══ Material

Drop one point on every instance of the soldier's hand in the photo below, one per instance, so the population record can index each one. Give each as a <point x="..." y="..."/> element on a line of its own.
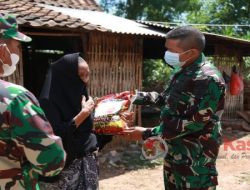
<point x="134" y="133"/>
<point x="5" y="54"/>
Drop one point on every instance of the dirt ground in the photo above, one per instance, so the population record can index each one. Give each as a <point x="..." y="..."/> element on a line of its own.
<point x="233" y="166"/>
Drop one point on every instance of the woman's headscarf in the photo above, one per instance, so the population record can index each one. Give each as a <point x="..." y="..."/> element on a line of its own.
<point x="64" y="87"/>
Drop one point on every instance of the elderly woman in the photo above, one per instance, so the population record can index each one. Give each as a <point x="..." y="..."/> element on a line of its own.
<point x="66" y="103"/>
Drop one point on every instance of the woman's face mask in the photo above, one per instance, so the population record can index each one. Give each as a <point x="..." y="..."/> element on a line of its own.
<point x="173" y="59"/>
<point x="9" y="69"/>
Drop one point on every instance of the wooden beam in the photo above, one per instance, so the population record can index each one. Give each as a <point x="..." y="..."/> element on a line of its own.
<point x="51" y="34"/>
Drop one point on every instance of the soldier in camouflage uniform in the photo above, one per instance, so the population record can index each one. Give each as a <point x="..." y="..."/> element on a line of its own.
<point x="192" y="106"/>
<point x="28" y="146"/>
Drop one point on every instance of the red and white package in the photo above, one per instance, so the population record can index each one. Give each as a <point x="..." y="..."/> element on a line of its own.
<point x="108" y="111"/>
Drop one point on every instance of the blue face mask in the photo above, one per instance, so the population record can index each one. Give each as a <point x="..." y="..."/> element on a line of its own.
<point x="173" y="59"/>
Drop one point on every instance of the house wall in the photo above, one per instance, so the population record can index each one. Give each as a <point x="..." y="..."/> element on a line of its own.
<point x="225" y="58"/>
<point x="115" y="63"/>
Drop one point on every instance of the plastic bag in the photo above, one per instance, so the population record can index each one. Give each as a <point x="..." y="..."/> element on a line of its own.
<point x="108" y="111"/>
<point x="153" y="148"/>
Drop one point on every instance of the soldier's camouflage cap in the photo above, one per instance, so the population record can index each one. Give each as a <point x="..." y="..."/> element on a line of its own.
<point x="9" y="29"/>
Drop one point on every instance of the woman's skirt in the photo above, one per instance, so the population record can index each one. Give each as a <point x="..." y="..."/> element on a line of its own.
<point x="82" y="174"/>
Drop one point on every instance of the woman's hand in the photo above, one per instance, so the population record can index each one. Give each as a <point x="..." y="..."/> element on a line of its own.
<point x="87" y="108"/>
<point x="88" y="105"/>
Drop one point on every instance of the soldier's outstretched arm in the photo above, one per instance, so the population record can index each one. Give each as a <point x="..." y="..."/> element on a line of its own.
<point x="197" y="115"/>
<point x="33" y="133"/>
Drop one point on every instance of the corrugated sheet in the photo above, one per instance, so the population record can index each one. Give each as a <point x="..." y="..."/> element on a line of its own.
<point x="110" y="22"/>
<point x="71" y="14"/>
<point x="215" y="36"/>
<point x="30" y="13"/>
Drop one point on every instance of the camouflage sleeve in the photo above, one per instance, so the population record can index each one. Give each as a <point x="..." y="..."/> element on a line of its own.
<point x="148" y="98"/>
<point x="194" y="118"/>
<point x="32" y="132"/>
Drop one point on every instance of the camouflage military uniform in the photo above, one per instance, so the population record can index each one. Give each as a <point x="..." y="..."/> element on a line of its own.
<point x="192" y="106"/>
<point x="28" y="146"/>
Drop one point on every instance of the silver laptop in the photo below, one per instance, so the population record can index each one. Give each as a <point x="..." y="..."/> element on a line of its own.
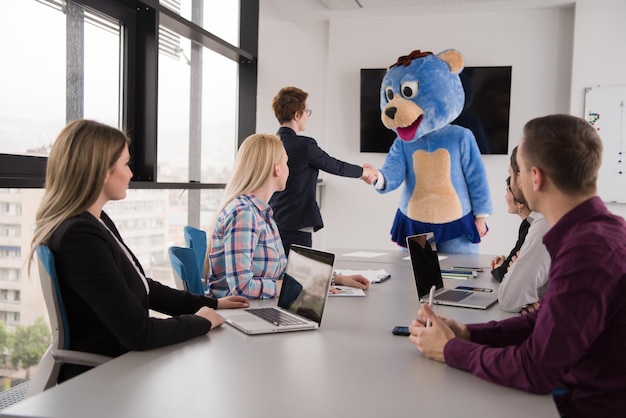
<point x="303" y="295"/>
<point x="427" y="272"/>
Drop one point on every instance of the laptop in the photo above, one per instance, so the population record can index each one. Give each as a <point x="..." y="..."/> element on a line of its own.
<point x="427" y="272"/>
<point x="302" y="298"/>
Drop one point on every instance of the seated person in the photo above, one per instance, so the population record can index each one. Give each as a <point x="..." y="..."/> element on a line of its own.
<point x="500" y="264"/>
<point x="573" y="346"/>
<point x="245" y="255"/>
<point x="105" y="291"/>
<point x="526" y="280"/>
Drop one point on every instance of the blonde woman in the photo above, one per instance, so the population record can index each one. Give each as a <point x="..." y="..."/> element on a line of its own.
<point x="104" y="288"/>
<point x="245" y="253"/>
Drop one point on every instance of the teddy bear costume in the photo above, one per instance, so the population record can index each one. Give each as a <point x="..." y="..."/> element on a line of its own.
<point x="445" y="182"/>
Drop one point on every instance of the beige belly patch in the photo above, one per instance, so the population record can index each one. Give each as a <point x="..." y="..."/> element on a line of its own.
<point x="434" y="199"/>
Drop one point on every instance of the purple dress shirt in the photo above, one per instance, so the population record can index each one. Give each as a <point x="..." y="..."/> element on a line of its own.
<point x="577" y="339"/>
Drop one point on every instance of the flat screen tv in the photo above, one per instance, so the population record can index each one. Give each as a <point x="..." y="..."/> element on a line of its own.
<point x="486" y="113"/>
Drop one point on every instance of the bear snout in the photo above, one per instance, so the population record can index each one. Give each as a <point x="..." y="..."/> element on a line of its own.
<point x="391" y="112"/>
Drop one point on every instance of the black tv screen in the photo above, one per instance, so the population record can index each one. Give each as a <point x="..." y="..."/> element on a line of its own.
<point x="486" y="113"/>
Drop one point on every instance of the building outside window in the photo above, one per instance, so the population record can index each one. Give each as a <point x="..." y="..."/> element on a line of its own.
<point x="81" y="69"/>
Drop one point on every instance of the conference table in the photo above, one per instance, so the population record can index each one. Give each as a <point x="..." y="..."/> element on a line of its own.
<point x="352" y="366"/>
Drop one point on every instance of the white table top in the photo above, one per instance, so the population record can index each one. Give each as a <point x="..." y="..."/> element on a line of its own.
<point x="351" y="367"/>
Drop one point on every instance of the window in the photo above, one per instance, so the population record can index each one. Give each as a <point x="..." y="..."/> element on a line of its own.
<point x="109" y="66"/>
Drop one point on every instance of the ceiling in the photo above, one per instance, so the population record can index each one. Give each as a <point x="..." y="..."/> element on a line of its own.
<point x="294" y="10"/>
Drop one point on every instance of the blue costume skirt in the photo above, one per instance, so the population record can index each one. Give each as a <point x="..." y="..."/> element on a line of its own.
<point x="403" y="226"/>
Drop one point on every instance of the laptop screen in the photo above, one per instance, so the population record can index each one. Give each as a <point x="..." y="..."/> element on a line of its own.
<point x="425" y="263"/>
<point x="306" y="282"/>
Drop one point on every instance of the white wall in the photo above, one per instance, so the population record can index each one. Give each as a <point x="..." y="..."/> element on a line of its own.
<point x="324" y="58"/>
<point x="599" y="55"/>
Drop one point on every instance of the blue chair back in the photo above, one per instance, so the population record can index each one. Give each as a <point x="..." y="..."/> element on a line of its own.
<point x="52" y="296"/>
<point x="185" y="267"/>
<point x="196" y="240"/>
<point x="58" y="353"/>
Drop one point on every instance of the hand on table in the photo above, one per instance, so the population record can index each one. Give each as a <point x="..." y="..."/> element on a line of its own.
<point x="432" y="340"/>
<point x="210" y="315"/>
<point x="497" y="261"/>
<point x="531" y="307"/>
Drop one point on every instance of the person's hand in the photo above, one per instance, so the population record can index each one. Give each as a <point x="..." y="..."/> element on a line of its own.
<point x="333" y="290"/>
<point x="210" y="315"/>
<point x="481" y="225"/>
<point x="370" y="173"/>
<point x="430" y="341"/>
<point x="531" y="308"/>
<point x="232" y="302"/>
<point x="497" y="261"/>
<point x="354" y="280"/>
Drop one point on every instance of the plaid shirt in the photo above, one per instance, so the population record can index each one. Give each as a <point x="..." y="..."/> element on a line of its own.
<point x="247" y="255"/>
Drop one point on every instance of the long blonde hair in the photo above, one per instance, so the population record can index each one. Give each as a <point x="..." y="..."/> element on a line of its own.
<point x="77" y="166"/>
<point x="254" y="166"/>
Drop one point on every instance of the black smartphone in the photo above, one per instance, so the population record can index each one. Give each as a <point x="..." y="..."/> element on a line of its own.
<point x="401" y="331"/>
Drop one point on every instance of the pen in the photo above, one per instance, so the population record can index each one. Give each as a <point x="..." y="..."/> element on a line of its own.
<point x="431" y="297"/>
<point x="480" y="269"/>
<point x="477" y="289"/>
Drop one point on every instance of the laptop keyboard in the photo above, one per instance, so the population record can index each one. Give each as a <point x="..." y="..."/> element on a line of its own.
<point x="275" y="316"/>
<point x="453" y="295"/>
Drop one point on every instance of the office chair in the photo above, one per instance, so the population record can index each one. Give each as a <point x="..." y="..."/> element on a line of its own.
<point x="185" y="268"/>
<point x="196" y="240"/>
<point x="59" y="351"/>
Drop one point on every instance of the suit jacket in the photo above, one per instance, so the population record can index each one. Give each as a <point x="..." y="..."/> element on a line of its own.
<point x="106" y="299"/>
<point x="296" y="207"/>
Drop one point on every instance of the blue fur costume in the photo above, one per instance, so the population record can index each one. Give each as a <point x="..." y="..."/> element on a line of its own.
<point x="445" y="182"/>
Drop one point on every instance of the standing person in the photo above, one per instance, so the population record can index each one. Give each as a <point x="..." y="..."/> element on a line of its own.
<point x="245" y="253"/>
<point x="295" y="209"/>
<point x="500" y="264"/>
<point x="526" y="278"/>
<point x="574" y="345"/>
<point x="105" y="291"/>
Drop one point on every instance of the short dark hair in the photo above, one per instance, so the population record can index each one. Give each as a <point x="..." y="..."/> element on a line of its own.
<point x="567" y="149"/>
<point x="288" y="102"/>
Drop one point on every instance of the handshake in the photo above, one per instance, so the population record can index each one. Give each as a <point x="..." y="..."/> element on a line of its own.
<point x="370" y="174"/>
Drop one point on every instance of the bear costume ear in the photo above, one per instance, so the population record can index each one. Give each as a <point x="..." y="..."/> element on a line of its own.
<point x="453" y="58"/>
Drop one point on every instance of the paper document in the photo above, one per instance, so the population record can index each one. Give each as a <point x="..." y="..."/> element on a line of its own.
<point x="374" y="276"/>
<point x="364" y="254"/>
<point x="347" y="291"/>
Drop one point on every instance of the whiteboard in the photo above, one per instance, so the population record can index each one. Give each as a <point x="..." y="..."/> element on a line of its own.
<point x="605" y="110"/>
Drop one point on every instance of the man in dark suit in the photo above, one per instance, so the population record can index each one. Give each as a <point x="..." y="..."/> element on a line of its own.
<point x="295" y="209"/>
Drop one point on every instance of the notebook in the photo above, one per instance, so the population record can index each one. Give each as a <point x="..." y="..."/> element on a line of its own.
<point x="302" y="298"/>
<point x="427" y="272"/>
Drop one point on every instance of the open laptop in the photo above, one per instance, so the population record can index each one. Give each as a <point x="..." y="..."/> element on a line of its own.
<point x="303" y="295"/>
<point x="427" y="272"/>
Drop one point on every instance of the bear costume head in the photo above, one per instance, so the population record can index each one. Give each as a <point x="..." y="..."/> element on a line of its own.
<point x="421" y="93"/>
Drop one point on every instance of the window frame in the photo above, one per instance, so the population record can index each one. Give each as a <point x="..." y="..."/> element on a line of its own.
<point x="140" y="36"/>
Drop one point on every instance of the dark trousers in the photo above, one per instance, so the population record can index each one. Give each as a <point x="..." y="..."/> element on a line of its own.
<point x="296" y="237"/>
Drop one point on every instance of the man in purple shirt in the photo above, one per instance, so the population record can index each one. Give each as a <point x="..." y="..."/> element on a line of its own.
<point x="575" y="344"/>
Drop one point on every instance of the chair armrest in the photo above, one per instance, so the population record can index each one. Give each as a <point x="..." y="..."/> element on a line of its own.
<point x="79" y="357"/>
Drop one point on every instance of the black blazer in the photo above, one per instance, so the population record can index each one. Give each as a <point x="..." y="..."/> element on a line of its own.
<point x="106" y="300"/>
<point x="296" y="207"/>
<point x="499" y="272"/>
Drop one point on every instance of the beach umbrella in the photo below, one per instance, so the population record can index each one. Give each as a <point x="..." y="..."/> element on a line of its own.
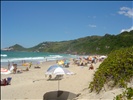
<point x="5" y="71"/>
<point x="60" y="95"/>
<point x="58" y="71"/>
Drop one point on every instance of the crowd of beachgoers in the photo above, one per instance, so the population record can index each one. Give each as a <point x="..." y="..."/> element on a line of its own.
<point x="29" y="78"/>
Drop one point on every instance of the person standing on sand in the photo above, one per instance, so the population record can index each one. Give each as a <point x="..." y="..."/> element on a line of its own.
<point x="30" y="64"/>
<point x="8" y="65"/>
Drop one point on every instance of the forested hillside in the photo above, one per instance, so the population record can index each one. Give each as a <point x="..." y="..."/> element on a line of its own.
<point x="86" y="45"/>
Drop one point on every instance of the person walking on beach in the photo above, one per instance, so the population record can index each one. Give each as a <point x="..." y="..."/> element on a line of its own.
<point x="8" y="65"/>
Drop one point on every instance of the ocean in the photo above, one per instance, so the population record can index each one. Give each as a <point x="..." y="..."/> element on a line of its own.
<point x="34" y="57"/>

════

## Description of the task:
Copy only this span: the line that contains "Drop one point on every instance of the crowd", the last line, and every line between them.

## Solution below:
Drop one point on every instance of the crowd of beachgoers in the photo above, one per instance, so the population record can index each one. Give each as a <point x="..." y="..."/> element on a line of its own.
<point x="29" y="78"/>
Drop one point on every instance of the person standing on sand in the photo above, one per instance, so the population record can index each one. Give each as a <point x="..." y="..."/> element on a line of its own.
<point x="30" y="64"/>
<point x="8" y="65"/>
Drop one point on every instance of the forested hillside in the photo above, one per instance, so the population record can index each one. Give each as a <point x="..." y="..."/> element on a line of its own.
<point x="86" y="45"/>
Drop one point on every instance of the person walking on beach in the photo above, one per instance, so the population record can index each one. Give each as a <point x="..." y="..."/> element on a line of its own.
<point x="8" y="65"/>
Drop one point on every instance of the ocean in the photo above, one per instance, so the population record can index each one. Give each as a <point x="..." y="..."/> element on a line of its own.
<point x="34" y="57"/>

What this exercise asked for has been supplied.